▸ **WORK REQUIRED**
Can you edit the records from the line containing "Target: brick chimney" through the end of the records, replacing "metal handrail" with "steel handrail" and leaving everything else unchanged?

-- start GIVEN DATA --

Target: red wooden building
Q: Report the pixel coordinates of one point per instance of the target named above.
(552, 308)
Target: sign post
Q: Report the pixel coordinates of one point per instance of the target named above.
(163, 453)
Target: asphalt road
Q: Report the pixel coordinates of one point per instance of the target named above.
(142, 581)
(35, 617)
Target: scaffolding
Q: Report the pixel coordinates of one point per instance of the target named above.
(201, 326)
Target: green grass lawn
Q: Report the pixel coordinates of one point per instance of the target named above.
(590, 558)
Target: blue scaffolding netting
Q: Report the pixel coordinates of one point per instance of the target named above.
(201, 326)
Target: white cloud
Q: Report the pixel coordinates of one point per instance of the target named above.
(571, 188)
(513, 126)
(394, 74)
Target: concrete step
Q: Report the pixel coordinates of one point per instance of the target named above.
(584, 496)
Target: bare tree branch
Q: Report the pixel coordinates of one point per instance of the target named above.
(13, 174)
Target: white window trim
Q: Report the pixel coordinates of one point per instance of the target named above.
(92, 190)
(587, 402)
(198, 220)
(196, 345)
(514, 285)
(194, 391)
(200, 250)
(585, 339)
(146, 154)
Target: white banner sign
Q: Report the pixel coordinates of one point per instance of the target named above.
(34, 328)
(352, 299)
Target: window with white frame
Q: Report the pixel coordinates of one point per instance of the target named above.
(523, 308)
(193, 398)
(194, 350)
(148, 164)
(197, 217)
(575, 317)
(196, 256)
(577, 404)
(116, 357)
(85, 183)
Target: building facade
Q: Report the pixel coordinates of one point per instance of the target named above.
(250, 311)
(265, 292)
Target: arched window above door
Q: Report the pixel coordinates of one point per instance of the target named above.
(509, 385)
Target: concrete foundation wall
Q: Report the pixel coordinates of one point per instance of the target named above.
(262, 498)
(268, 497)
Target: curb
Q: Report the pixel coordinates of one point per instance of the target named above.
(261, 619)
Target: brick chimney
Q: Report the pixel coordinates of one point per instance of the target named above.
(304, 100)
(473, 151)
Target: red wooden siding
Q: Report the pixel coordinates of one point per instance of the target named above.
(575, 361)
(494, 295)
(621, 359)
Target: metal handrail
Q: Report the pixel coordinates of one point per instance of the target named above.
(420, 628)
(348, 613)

-- end GIVEN DATA --

▸ **ANSWER FOR THIS EXERCISE**
Target: brick chimney
Q: Report the pixel coordinates of one point per instance of the target named above.
(304, 100)
(473, 151)
Target: red wooden siding
Q: Report the pixel coordinates of one point per instance of the target named above.
(575, 361)
(494, 295)
(621, 359)
Target: steel handrail
Q: Report the pixel coordinates of one point per instance of the target named above.
(420, 628)
(348, 613)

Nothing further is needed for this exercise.